Work to complete>
[1] Answer these questions using the text about PG&E and SB 411.
(a) What share of energy does current law require investor-owned utilities to procure from renewable resources by the end of 2010?
(b) To what level would SB 411 raise required renewable energy, and by what year?
(c) What position does Jim Metropulos hold?
[2] For each statement, say whether it agrees with the text about PG&E and SB 411, and quote the words that decide it.
(a) SB 411 would require 33 percent renewable energy by 2020.
(b) Jim Metropulos said the issue is a lack of resources.
(c) David R. Baker wrote on Sept. 27.
[3] Return the portion of the text about PG&E and SB 411 starting with "Jim Metropulos, legislative" and going on through "fight public power).".

──────── Selected text

The fact that PG&E is against Senate Bill 411 doesn’t jibe with its self-proclaimed goal of going green. Current law — established as the Renewable Portfolio Standard (RPS) — requires investor-owned utilities like PG&E to procure at least 20 percent of their energy from renewable resources by the end of 2010. SB 411 would increase the amount of required renewable energy to 33 percent by 2020. It makes sense that a green-aspiring company would want to support renewable-energy generation, right?

Yet PG&E is struggling to meet the current deadline of 20 percent by 2010, as the Guardian reported in "Green Isn’t PG&E" (4/18/07) and San Francisco Chronicle business reporter David R. Baker wrote Sept. 27. By way of explanation, Baker wrote, "California currently doesn’t have enough windmills, solar panels, and geothermal fields to do the job."

Jim Metropulos, legislative representative for Sierra Club California, told us the issue is one not of resources but of priorities. "PG&E has continued to make investments in fossil-fuel generation while not investing as much as they should in renewables." In other words, PG&E is in danger of not meeting the RPS deadline — and actively opposing more renewable energy generation in our state — because it’s been choosing to put its money elsewhere (such as front-page "Green is …" ads in the Chronicle and other campaigns to greenwash its image and fight public power).

────────────────
──────── Provided material

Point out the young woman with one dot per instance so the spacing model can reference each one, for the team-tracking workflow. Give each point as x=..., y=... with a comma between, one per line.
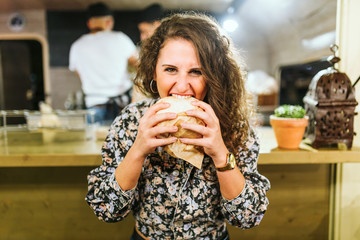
x=170, y=198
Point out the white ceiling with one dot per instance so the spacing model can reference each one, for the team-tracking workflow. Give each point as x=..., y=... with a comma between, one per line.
x=216, y=6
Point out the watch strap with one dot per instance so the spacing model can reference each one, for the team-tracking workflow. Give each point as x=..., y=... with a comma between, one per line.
x=230, y=163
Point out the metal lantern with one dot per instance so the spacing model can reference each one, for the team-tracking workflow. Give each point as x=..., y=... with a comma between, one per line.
x=330, y=105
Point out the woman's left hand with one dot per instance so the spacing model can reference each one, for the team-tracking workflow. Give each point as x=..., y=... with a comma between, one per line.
x=211, y=140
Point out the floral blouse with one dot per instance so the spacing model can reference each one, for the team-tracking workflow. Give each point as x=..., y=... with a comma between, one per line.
x=173, y=199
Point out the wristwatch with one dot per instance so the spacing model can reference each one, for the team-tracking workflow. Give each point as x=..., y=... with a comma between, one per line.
x=230, y=163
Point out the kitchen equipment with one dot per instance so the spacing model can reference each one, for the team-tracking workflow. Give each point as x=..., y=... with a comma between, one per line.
x=330, y=104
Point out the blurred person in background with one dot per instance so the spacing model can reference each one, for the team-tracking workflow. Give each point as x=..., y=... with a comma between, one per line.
x=149, y=20
x=100, y=58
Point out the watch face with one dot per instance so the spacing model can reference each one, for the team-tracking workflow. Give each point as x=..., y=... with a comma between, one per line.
x=16, y=22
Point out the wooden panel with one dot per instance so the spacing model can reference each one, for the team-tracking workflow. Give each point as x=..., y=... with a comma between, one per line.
x=48, y=203
x=299, y=204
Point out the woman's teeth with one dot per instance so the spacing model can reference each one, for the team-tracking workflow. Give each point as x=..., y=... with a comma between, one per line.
x=180, y=96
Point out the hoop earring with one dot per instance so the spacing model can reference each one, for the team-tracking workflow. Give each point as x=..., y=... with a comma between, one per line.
x=151, y=87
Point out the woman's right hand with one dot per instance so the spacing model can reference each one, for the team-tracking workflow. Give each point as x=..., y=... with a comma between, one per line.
x=146, y=140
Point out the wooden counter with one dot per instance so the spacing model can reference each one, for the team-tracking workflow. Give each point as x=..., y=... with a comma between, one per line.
x=43, y=185
x=51, y=149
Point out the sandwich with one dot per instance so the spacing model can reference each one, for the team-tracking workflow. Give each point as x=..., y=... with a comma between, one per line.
x=190, y=153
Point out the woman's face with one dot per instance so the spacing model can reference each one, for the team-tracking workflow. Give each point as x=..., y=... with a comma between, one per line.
x=178, y=70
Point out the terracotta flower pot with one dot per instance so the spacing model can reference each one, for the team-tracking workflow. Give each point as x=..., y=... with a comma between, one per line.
x=288, y=131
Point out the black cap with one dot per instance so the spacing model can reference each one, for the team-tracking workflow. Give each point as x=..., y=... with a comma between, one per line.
x=152, y=13
x=98, y=9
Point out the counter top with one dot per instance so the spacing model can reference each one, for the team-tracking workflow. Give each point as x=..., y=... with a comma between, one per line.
x=55, y=149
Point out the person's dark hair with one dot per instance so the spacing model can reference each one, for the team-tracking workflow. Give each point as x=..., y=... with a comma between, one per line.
x=220, y=66
x=152, y=13
x=98, y=9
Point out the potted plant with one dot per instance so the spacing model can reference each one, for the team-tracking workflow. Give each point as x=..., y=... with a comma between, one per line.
x=289, y=123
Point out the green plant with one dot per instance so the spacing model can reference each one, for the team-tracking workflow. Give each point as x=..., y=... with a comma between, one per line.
x=290, y=111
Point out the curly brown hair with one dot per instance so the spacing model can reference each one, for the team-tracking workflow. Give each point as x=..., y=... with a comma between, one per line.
x=220, y=65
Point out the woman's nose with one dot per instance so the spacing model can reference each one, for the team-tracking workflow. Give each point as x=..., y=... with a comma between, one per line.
x=182, y=83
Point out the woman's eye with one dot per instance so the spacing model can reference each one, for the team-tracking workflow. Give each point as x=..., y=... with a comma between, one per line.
x=170, y=69
x=196, y=72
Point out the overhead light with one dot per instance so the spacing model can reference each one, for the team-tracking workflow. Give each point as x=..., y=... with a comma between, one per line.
x=230, y=24
x=321, y=41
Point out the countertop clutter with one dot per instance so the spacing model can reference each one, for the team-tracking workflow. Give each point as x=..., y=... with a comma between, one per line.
x=62, y=147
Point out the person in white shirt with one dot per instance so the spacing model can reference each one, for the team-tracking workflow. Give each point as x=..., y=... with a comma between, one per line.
x=100, y=58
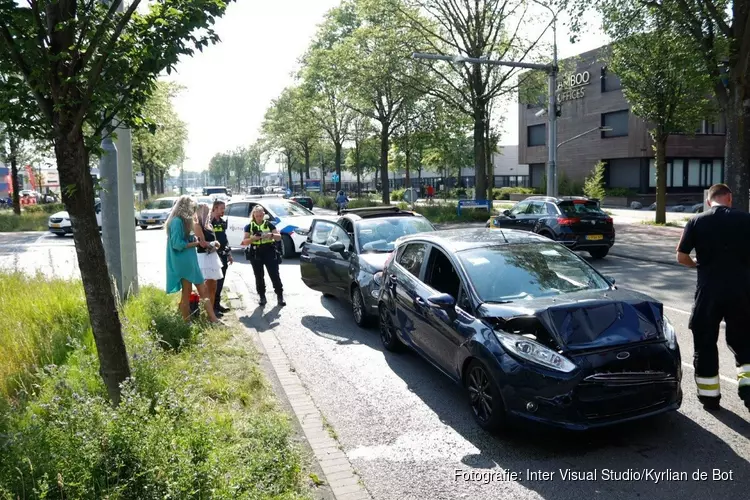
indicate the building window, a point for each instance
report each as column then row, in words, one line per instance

────────────────

Results for the exercise>
[1]
(a) At least 20 percent.
(b) 33 percent by 2020.
(c) Legislative representative for Sierra Club California.

[2]
(a) Yes: "SB 411 would increase the amount of required renewable energy to 33 percent by 2020."
(b) No: "the issue is one not of resources but of priorities."
(c) Yes: "San Francisco Chronicle business reporter David R. Baker wrote Sept. 27."

[3]
Jim Metropulos, legislative representative for Sierra Club California, told us the issue is one not of resources but of priorities. "PG&E has continued to make investments in fossil-fuel generation while not investing as much as they should in renewables." In other words, PG&E is in danger of not meeting the RPS deadline — and actively opposing more renewable energy generation in our state — because it’s been choosing to put its money elsewhere (such as front-page "Green is …" ads in the Chronicle and other campaigns to greenwash its image and fight public power).